- [Work instructions] Each entry in this listing needs to be written out again, word for word.
= Beginning of Section =
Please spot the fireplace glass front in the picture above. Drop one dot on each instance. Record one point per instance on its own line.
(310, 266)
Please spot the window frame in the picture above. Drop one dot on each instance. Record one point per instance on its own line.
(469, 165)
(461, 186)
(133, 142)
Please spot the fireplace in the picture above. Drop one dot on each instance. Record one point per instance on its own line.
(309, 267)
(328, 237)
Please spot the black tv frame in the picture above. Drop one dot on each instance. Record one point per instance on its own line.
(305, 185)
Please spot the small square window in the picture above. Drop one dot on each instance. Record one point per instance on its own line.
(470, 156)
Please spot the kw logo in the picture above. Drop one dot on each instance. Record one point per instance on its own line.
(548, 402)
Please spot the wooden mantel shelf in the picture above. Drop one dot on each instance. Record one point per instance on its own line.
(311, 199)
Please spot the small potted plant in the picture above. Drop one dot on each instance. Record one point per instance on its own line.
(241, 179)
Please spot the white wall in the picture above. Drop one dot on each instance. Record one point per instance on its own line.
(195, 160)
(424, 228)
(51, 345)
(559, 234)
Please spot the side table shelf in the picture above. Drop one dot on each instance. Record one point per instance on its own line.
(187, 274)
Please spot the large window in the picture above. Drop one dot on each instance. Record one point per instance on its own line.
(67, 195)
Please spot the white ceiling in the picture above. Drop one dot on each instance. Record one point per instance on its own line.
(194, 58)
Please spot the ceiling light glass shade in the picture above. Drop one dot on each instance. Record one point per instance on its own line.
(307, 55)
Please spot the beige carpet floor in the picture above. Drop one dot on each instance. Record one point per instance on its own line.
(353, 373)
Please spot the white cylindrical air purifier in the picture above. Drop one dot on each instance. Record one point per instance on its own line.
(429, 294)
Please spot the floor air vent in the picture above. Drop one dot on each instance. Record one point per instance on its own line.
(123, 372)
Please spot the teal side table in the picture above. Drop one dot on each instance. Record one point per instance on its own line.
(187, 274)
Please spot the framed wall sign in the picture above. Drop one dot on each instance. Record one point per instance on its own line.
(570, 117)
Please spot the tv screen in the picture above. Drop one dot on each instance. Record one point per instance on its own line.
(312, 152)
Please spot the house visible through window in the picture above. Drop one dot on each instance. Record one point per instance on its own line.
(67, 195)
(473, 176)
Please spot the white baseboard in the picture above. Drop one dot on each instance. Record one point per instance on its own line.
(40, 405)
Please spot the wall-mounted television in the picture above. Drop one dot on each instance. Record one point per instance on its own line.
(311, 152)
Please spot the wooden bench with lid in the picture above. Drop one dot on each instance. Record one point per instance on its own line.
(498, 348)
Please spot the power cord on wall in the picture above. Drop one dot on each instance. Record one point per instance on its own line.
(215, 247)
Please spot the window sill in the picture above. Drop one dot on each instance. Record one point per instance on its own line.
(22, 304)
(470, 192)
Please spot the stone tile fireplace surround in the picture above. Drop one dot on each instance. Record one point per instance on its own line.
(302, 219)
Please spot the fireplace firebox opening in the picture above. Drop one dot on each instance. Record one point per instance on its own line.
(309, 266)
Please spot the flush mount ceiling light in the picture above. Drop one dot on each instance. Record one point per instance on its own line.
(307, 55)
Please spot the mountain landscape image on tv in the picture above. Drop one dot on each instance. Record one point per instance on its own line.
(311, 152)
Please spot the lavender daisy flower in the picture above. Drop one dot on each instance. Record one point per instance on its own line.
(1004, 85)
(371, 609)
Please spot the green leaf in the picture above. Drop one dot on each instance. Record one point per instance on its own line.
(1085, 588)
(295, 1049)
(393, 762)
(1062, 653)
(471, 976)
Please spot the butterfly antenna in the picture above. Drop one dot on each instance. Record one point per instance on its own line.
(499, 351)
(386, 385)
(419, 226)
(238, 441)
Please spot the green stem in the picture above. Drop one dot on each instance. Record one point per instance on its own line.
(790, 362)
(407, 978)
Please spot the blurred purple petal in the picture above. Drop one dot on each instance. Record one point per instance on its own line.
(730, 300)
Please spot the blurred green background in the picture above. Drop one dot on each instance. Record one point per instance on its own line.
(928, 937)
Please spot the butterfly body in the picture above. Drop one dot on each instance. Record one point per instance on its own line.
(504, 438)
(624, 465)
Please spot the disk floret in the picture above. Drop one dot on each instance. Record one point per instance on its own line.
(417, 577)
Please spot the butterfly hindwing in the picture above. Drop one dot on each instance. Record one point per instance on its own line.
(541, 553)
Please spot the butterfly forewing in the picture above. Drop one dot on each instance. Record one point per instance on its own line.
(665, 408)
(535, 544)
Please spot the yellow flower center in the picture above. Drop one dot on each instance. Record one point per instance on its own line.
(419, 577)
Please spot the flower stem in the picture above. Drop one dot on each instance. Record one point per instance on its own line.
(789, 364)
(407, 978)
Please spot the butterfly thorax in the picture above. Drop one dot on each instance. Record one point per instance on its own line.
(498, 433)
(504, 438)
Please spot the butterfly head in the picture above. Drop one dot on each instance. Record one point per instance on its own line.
= End of Section =
- [Worked solution]
Please spot the fireplace glass front in the picture above. Drop one dot on each instance. Record one point per instance on its own line.
(310, 266)
Please spot the window frame in the picture above. Drop one dot on each instance. Record one point per instance on its own line.
(469, 165)
(461, 186)
(133, 142)
Please spot the fireplace in the picture above. Drop one dot on each instance. Record one point per instance on its own line.
(309, 267)
(328, 237)
Please spot the black tv frame in the picture above. Drop one dot on each instance. Record one point per instance on its own line.
(305, 185)
Please spot the small square window in the picture above. Drop one dot on each instance. Record one point per instance on its own line.
(470, 156)
Please spot the kw logo in the picture above. Drop one dot on each instance. Record one point per instance on its own line.
(548, 402)
Please spot the wooden mantel shelf in the picture above. Drop one dot on each instance. Record one point per instance on its own line.
(311, 199)
Please spot the small potted plant in the picture above. Drop one dot on each instance. Record one point per instance on its own line.
(241, 179)
Please spot the white wall in the picture above. Drop one dot on each instance. Record one point per instance on its own line.
(195, 160)
(424, 228)
(51, 345)
(559, 234)
Please spot the side table shelf in the picture above. Drop one dot on each instance. Record one point per instance on its own line.
(187, 274)
Please spot the large window in the picture above. Drop one dot on each instance. Record one point per instance on its own line.
(67, 195)
Please spot the white ceiling in the picture above. Drop one dot on each instance. Record one point per instance on its own line.
(194, 58)
Please spot the ceiling light glass shade in the picture above. Drop one dot on each instance. Record one point per instance on its own line.
(307, 55)
Please spot the beige carpet floor in the picture above. Drop one dot on each instance. Record one point per instance on its own line.
(353, 373)
Please spot the white cylindrical air purifier in the picture above. Drop one dot on each instance. Record one point per instance on its own line.
(429, 294)
Please spot the floor air vent in the picture above. Drop one dot on each instance. Record one point per instance on its own line.
(123, 372)
Please spot the teal side table in the picture above. Drop one dot on each instance. Record one point per instance on its own line.
(187, 274)
Please spot the framed wall sign in the picture above. Drop one dot on each instance. Record one point per instance on its own line.
(570, 117)
Please spot the tv screen in the picture above. Drop one dot on each instance. Record one point per instance on its own line.
(312, 152)
Please spot the house visible through window in the picture above. Drop one dot on each instance. Record one point per instance on its own line.
(67, 195)
(473, 176)
Please spot the white baseboard in the picture above. Drop one dot on each instance. Record one point per instance on its own line.
(40, 405)
Please spot the wall-mounted television in the picture above. Drop one dot on each instance. Record one point per instance on its own line.
(311, 152)
Please spot the wooden bench with lid in the picture above. Drop one dot on each instance. Record one point per instance on its own line.
(498, 348)
Please spot the power cord on wall in the picture above. Drop one dot on each instance. Record one point per instance on its own line.
(215, 247)
Please spot the window sill in the picture above. Drop one dot on each instance. Record one point per instance on its own line.
(22, 304)
(470, 192)
Please spot the stone tile fireplace surround in the picture above. Drop one dot on each instance. Record one point per instance on its own line.
(302, 219)
Please spot the fireplace firebox opening in the picture above. Drop one dot on each instance. Record one point per instance on its own line.
(309, 266)
Please spot the flush mount ceiling light in the picture above. Drop one dot on each instance. Record one point per instance on its own line.
(307, 55)
Please spot the mountain landscape image on tv in the picture above. Drop one dot on each instance. Record one point per instance on its own line.
(311, 152)
Please spot the lavender daisy flower in the picture above. Drop one dot on each instance. Record one point per instance on its own line.
(1004, 85)
(371, 609)
Please spot the green leaf in the picture above. Drop one dot on each instance. Record one point per instance on its own line.
(1085, 588)
(295, 1049)
(393, 762)
(1062, 653)
(471, 976)
Please spot the butterfly antenna in the picture above. Drop one dot on each instance. Record one point per instance on its own line.
(499, 351)
(386, 385)
(419, 226)
(238, 441)
Please spot the green stem in the picture above. Drop one dot on each instance. Record one point per instance on its own line.
(790, 362)
(407, 978)
Please spot the blurred purple petal in the picture above. Drop one dot on each instance. Record one point per instance on its own line.
(730, 300)
Please spot the blurred green background in the picture above. Drop one dot on each instance. Record one point per instance on its own line.
(928, 937)
Please spot the butterfly body in the picture above. Drop one dot on each instance. Record one point per instance on its own line.
(504, 438)
(624, 465)
Please spot the disk floret in the picture above. Drop one dot on each instance. Record one point per instance on its own line.
(417, 577)
Please spot the butterfly hindwing in the picture above. Drop one dot on each instance. Record one point per instance on its own line.
(541, 553)
Please spot the butterfly forewing in the picture above. Drop one dot on each instance. Record one point per instance on its own line.
(665, 408)
(535, 544)
Please spot the yellow flower center in the picture above. Drop one dot on each instance. Record one point per instance on its own line.
(419, 577)
Please spot the flower stem in the picture above. Drop one dot on each instance. Record one point per instance on its own line.
(789, 364)
(407, 978)
Please spot the butterfly thorax in the picture above. Drop one dot on each instance. Record one point per instance on its own line.
(498, 433)
(504, 438)
Please spot the butterfly head in the picture above. Drop one dot on each instance. Record one point per instance on its own line.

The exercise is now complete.